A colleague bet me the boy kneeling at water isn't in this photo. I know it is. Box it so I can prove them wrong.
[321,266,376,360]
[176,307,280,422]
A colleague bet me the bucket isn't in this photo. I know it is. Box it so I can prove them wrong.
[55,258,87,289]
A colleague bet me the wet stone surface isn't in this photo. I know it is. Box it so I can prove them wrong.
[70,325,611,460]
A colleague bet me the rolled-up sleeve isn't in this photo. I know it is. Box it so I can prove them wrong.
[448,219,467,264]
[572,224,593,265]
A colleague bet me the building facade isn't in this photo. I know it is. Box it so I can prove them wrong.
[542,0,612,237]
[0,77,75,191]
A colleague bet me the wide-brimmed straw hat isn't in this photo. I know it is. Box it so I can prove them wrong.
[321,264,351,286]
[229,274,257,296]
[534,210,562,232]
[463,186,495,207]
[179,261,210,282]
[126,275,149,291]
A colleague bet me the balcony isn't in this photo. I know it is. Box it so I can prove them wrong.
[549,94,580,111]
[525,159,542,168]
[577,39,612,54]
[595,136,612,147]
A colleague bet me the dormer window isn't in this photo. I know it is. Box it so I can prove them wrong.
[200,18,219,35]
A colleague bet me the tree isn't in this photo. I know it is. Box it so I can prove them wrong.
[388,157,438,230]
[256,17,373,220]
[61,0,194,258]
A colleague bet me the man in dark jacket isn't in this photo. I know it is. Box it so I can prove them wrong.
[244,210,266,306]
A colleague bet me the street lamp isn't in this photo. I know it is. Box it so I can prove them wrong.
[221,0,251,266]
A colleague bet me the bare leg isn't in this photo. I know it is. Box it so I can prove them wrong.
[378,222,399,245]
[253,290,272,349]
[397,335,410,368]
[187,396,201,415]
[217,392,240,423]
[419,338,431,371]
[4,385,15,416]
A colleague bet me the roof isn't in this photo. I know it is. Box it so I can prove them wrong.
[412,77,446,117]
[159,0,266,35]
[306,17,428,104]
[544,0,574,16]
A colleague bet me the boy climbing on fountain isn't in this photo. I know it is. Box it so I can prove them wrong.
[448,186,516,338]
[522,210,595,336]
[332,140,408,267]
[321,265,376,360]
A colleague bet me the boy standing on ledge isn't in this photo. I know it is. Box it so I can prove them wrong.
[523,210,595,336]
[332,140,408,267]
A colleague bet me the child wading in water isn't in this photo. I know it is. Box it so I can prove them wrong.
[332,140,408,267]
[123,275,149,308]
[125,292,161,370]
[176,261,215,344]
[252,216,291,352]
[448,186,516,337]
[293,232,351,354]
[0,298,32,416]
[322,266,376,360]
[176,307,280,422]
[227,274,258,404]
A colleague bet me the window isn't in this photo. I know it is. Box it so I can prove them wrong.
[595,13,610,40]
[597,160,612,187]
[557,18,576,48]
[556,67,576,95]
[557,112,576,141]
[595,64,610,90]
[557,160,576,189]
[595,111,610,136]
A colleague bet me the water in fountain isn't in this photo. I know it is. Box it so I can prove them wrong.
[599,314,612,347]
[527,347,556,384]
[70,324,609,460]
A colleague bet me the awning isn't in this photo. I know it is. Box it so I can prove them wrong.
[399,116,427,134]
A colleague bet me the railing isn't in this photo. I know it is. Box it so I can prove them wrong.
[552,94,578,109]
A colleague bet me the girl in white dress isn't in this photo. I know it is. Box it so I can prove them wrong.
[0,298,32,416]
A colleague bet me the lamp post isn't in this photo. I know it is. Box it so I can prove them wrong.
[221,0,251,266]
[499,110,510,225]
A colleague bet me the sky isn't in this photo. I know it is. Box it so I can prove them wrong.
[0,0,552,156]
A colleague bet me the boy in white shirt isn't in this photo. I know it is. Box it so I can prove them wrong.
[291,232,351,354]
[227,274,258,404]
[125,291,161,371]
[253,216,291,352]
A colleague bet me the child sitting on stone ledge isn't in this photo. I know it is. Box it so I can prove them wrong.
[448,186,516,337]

= = = = =

## EXERCISE
Please arrange every line of the records above as a numbered list, leaving out any blank lines.

## EXPECTED ANSWER
1. A colleague bet me the boy kneeling at water isn't in this photo. I know it is. Box it so I can prove them wrong.
2. [321,266,376,360]
3. [176,307,280,422]
4. A colleague bet me the bucket isn't in this photo. I know it is. Box it so I can prove them wrong.
5. [55,258,87,289]
6. A colleague bet me the wet stone surface isn't in this photo. I know it is. Box it so I can prove them wrong.
7. [70,325,611,460]
8. A colleague bet me the rolled-up sleeve isn't in this photo. I know it is. Box it so I can prove them wrong.
9. [448,219,467,264]
10. [572,224,593,265]
11. A colleague bet me the building facade isn't in this photo. I know it is. Box it so I can prove them wrong.
12. [542,0,612,237]
13. [0,77,75,191]
14. A colleague bet me the wide-brimmed straw hat isn't in this photo. I know it is. Box it so I can prove them wrong.
15. [321,264,351,286]
16. [229,274,257,296]
17. [534,210,562,232]
18. [463,186,495,207]
19. [179,261,210,282]
20. [126,275,149,291]
21. A colleague bet me the balcony isn't in this photo. I know it is. Box it so I can prove them wrong.
22. [549,94,580,111]
23. [525,159,542,168]
24. [577,39,612,54]
25. [595,136,612,147]
26. A colleague bet me the dormer window isn't in this photo. I know it is. Box it so I can prove them wrong.
27. [200,18,219,35]
28. A colleague bet me the tree isn't in this photo. I know it is. Box it so I can prove them wrong.
29. [388,157,438,230]
30. [256,17,373,220]
31. [61,0,194,258]
32. A colleague bet me the man in dark jacket isn't in this photo. I know it is. Box it so I can prove them wrong.
33. [244,210,266,306]
34. A colleague bet me the street lamp isn't in this photo. I know it is. Box it so I can prove them wrong.
35. [221,0,251,266]
36. A colleague bet me the bare leg isn't in this photo. I know it is. Box it so I can prove them wrong.
37. [378,222,399,245]
38. [253,290,272,349]
39. [397,335,410,368]
40. [187,396,201,415]
41. [217,392,240,423]
42. [419,338,431,371]
43. [4,385,15,416]
44. A colleague bet me the roof isn't in this photo. I know it is. Box it so I can prove them wrong.
45. [412,77,446,117]
46. [159,0,266,35]
47. [306,17,428,104]
48. [544,0,574,16]
49. A colleague bet me the boy climbing on fountain isn't in this photo. I know it is. Box it so I can prove them wrong.
50. [448,186,516,338]
51. [522,210,595,336]
52. [332,140,408,267]
53. [321,265,376,360]
54. A colleague bet me the boy standing on ledge isn't in this photo. I know it is. Box it so I can prove them wrong.
55. [523,210,595,336]
56. [332,140,408,267]
57. A colleague bet me the child wading in water isn't in this photo. I know it is. Box it so I can prove them wrong.
58. [332,140,408,267]
59. [123,275,149,308]
60. [125,292,161,370]
61. [176,261,215,344]
62. [252,216,291,352]
63. [448,186,516,337]
64. [293,232,351,354]
65. [0,298,32,416]
66. [322,266,376,360]
67. [176,307,280,422]
68. [227,274,258,404]
69. A colleague bet me the window isn't in this photo. I know it is. Box it so I can prove them wrong.
70. [595,13,610,40]
71. [597,160,612,187]
72. [557,18,576,48]
73. [556,67,576,95]
74. [557,112,576,141]
75. [595,64,610,90]
76. [557,160,576,189]
77. [595,111,610,136]
78. A colleague bet me the water in fountain isn't in this photo. I know it is. Box it so I can prove them wrong.
79. [599,314,612,347]
80. [527,347,556,384]
81. [70,324,609,460]
82. A colleague bet me the awning isn't in this photo. I know it is. Box it so I can prove them wrong.
83. [399,116,427,134]
84. A colleague bet me the railing isn't in this photo. I know it is. Box it so I can prove them wrong.
85. [552,94,578,109]
86. A colleague bet me the girl in white dress isn't in this photo. I know it is. Box it so I can prove them wrong.
87. [0,298,32,416]
88. A colleague bet me the lamp post isn't in this photo. I know it is. Box it so I can prove them wrong.
89. [221,0,251,266]
90. [499,110,510,225]
91. A colleague bet me the sky isn't in this photo. I know it is. Box it so I can prove them wrong.
92. [0,0,552,156]
93. A colleague bet me the boy in white shirt isn't in this photo. I know it is. Box it so I can prove them wrong.
94. [291,232,351,354]
95. [227,274,258,404]
96. [125,291,161,371]
97. [253,216,291,352]
98. A colleague bet me the child sitting on stone ledge isn't in this photo. I know it is. Box it so I can prove them wrong.
99. [448,186,516,337]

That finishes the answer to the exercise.